[Start of DATA PROVIDED]
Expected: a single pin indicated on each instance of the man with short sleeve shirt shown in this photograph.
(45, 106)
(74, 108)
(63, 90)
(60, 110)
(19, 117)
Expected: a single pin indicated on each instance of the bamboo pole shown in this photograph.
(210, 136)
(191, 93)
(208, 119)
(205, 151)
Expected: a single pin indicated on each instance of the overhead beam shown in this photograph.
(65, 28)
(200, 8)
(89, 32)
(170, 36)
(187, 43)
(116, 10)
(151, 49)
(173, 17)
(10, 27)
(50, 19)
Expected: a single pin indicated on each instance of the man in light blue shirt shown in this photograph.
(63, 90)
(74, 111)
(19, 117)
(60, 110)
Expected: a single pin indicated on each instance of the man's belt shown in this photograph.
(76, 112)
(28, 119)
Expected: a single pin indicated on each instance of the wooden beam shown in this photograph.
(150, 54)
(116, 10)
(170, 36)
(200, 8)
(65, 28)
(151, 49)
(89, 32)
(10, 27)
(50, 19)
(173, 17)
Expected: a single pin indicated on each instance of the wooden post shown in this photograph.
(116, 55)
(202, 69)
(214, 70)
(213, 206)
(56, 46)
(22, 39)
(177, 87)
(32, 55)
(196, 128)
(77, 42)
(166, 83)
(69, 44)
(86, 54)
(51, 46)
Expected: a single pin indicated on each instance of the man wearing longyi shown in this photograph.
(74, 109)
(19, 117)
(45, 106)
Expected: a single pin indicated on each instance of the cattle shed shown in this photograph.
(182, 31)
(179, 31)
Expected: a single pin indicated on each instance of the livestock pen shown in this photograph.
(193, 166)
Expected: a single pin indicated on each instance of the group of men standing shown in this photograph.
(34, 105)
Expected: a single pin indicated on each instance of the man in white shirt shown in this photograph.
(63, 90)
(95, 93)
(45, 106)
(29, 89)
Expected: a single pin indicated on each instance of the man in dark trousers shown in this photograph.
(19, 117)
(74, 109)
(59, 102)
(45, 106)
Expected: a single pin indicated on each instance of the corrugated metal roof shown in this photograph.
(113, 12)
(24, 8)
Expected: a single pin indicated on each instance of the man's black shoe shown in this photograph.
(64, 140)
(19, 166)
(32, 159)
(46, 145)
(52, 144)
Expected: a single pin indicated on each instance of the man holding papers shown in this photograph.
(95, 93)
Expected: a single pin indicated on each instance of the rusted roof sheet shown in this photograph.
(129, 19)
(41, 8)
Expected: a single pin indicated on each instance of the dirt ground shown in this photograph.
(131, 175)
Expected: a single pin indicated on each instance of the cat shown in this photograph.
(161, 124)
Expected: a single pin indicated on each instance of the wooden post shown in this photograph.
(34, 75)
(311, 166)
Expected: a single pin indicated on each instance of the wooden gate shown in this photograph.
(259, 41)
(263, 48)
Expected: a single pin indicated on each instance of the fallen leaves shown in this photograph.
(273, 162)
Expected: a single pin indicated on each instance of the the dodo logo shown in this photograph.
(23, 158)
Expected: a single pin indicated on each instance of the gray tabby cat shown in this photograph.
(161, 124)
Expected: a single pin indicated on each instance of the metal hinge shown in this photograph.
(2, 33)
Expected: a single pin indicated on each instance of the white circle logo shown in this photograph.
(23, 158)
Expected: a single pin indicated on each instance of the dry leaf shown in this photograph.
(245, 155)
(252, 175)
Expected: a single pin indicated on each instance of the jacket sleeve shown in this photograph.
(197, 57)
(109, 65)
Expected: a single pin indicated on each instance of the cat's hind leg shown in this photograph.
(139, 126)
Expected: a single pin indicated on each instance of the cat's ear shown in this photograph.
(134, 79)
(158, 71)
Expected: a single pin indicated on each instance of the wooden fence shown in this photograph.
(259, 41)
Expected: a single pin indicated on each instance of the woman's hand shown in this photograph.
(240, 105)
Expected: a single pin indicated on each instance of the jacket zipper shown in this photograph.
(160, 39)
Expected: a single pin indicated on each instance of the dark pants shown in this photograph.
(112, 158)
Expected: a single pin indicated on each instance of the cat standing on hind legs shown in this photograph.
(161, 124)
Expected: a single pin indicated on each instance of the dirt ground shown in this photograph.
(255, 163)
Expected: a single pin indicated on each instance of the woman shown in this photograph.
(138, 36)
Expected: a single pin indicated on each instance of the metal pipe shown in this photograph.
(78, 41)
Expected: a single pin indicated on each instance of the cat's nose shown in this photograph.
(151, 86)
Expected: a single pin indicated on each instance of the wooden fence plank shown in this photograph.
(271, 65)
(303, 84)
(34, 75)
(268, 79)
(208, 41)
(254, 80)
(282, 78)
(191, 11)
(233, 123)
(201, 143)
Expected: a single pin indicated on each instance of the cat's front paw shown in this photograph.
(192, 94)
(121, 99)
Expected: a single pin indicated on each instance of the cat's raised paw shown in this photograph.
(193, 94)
[End of DATA PROVIDED]
Arrange the part of the material that opens with the line containing "raised paw shown in this photograph." and runs to the end of the material as a Markdown table. Use two columns, Row for the line's number and Line for its text, and leave out blank lines.

## COMPLETE OUTPUT
| Row | Line |
|---|---|
| 1 | Expected: a single pin indicated on each instance of the cat's raised paw shown in this photograph. |
| 2 | (193, 94) |